* _DOCUMENT SECTION_:
Boon or bane in Liverpool’s pursuit of Virgil Van Dijk?

Southampton v Tottenham Hotspur - Premier League
Yes, we’re all tired of these same 5 pictures. #giveusthemleaningpics
Photo by Julian Finney/Getty Images

Previously, on VVD: A Tragicomedy...our (soon-to-be) hero found himself stranded in the purgatory between a small but stubborn resistance to the South and sweet Red redemption to the North.

The much sought after center back has now been training alone for so long, rumours are that his Southampton team mates would no longer recognize him were he even to return. Some of their newer, CB-shaped signings have had nothing to go off of but stories and legends, similar to tales of colossal dragons in times past, except way better at defending set pieces.

Transfer request? Check.

However, yet another emotionally-taxing twist in the saga may be in the offing. Reports have been confirmed that owner Katharina Liebherr and the Southampton board are allying with Chinese businessman, Jisheng Gao and his daughter Nelly in a deal said to be between £210m and £230m. The sale will be for 80% of the club while Liebherr, who inherited her throne from her father Markus in 2010, will retain her 20% stake.

* _WRITTEN TASKS_:
1. Reproduce the part of the Van Dijk transfer article that runs from "Southampton v Tottenham" to "defending set pieces.".
2. Carry on the Van Dijk transfer article from the point at which it stops.
The records that come after this point are drawn from a separate source.

* _DATASET EXTRACT_:
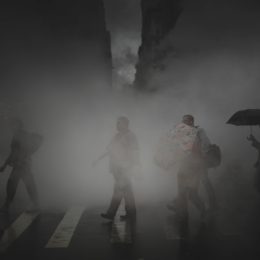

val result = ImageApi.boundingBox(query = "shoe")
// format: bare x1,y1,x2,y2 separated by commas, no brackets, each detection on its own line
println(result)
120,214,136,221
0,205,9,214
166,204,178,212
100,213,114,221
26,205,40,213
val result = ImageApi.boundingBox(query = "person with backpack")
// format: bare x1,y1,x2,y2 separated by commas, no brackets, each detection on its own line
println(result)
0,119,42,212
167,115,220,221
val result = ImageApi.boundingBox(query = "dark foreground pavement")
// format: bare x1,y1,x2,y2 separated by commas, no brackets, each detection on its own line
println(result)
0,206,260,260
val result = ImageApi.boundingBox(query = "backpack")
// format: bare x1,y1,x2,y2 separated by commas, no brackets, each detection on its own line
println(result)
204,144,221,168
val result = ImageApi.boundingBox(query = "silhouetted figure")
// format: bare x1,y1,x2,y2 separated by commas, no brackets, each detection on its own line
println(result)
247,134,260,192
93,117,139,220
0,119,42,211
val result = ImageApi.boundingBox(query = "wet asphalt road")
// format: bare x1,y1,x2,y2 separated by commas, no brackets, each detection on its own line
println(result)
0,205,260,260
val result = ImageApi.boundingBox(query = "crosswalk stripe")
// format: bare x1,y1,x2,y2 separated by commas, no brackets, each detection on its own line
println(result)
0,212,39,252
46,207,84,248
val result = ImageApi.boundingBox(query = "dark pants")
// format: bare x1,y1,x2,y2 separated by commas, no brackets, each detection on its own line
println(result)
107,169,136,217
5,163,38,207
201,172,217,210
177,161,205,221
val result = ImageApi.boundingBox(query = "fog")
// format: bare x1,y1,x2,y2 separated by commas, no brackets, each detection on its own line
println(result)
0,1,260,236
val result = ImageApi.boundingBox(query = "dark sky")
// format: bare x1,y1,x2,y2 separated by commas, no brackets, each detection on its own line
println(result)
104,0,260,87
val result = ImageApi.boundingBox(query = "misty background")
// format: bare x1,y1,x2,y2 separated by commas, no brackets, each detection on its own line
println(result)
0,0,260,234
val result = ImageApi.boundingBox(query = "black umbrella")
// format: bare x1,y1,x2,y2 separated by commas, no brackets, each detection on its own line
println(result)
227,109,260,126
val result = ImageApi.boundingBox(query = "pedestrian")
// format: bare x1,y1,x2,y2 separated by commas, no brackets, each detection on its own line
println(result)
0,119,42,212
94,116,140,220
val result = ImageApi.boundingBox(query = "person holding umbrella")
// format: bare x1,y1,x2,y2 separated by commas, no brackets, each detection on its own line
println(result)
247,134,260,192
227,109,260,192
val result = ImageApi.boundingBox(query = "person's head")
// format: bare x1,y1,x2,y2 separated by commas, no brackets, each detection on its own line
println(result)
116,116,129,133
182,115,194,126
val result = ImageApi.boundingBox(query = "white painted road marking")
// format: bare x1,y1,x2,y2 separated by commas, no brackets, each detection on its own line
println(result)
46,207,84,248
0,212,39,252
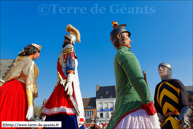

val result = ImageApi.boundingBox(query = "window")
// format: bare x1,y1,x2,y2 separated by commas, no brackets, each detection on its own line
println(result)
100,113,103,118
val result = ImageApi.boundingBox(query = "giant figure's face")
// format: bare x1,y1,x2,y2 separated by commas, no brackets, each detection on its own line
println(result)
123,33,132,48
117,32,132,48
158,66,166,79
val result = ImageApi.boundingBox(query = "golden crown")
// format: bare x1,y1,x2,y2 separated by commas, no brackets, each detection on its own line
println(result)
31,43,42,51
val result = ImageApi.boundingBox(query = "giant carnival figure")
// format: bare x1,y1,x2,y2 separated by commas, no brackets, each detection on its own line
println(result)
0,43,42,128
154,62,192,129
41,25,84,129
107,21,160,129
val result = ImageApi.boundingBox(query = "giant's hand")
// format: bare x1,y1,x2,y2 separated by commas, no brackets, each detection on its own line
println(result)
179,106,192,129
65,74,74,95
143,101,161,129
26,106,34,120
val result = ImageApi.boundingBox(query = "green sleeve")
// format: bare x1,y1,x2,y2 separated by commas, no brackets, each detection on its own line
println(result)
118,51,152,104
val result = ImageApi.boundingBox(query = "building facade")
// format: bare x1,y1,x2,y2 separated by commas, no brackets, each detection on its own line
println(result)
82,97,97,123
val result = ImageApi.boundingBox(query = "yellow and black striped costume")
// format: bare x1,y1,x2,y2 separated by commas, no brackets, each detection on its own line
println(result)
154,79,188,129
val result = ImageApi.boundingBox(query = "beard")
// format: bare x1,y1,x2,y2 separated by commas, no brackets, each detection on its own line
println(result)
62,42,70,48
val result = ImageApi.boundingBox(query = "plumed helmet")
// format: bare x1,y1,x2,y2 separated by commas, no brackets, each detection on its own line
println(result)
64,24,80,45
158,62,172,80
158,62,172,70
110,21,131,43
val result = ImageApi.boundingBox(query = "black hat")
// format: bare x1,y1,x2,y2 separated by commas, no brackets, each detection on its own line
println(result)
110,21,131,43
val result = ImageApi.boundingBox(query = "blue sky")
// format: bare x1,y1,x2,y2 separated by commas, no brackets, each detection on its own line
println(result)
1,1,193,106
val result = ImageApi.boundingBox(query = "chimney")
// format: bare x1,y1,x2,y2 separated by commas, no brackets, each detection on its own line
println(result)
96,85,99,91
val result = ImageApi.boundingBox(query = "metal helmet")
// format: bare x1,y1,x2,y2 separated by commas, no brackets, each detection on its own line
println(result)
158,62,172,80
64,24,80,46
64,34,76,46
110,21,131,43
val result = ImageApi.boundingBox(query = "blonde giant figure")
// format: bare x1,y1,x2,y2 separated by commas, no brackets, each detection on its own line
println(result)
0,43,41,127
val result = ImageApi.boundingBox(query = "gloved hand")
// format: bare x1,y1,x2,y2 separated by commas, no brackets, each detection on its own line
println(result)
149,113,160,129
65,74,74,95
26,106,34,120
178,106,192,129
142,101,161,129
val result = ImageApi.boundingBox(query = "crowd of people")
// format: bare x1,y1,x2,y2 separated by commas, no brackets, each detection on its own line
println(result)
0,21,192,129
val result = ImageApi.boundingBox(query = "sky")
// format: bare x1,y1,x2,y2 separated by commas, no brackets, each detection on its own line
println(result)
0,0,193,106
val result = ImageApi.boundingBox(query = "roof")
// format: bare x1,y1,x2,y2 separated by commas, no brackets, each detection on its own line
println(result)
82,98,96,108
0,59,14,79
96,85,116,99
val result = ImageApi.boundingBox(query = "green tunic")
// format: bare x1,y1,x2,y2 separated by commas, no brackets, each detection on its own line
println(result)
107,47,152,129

* _EXPECTED ANSWERS_:
1.
Southampton v Tottenham Hotspur - Premier League
Yes, we’re all tired of these same 5 pictures. #giveusthemleaningpics
Photo by Julian Finney/Getty Images

Previously, on VVD: A Tragicomedy...our (soon-to-be) hero found himself stranded in the purgatory between a small but stubborn resistance to the South and sweet Red redemption to the North.

The much sought after center back has now been training alone for so long, rumours are that his Southampton team mates would no longer recognize him were he even to return. Some of their newer, CB-shaped signings have had nothing to go off of but stories and legends, similar to tales of colossal dragons in times past, except way better at defending set pieces.

2.
“I am honoured and humbled to become a partner of Southampton football club alongside Katharina Liebherr, who, together with her father, has been such a great steward of the club, its growth and success,” said Gao the elder, First-of-His-Name, in a statement following the sale.

It would signal the end of a protracted saga that saw the owners of Lander Sports, a Chinese sports site construction company, finally receive the OK from a majority of Premier League owners. To clear that final hurdle, the 64-year-old businessman and his daughter made the decision to use their personal wealth rather than…

...whatever, man. Let’s just read too much into that statement from the new lord of the realm to fish for VVD clues: so “success” for Southampton has generally been defined as full coffers each summer after a mammoth sale of the previous season’s biggest star. Furthermore, reasonable “growth” of the “success” defined in this manner would be doubling the club’s record £34m fee for Sadio Mané set only last year, which sounds awfully close to that £65m figure for VVD that’s been bandied about...

All jokes aside, it is unsure what exactly this shift in the power structure of Liverpool’s favorite trading partners means for Liverpool’s chances of getting Jürgen Klopp’s #1 target to lean on some things. On one hand, the prospect of immediately recouping up to a third of a nine-figure outlay through the sale of a star who he personally has no attachment to might be too appealing of a proposition to a businessman like Gao.

On the other hand, the protracted but determined nature of this deal might imply that chairman, Les Reed’s defiant stance on the matter might be shared by their then-presumed, and now official business partners.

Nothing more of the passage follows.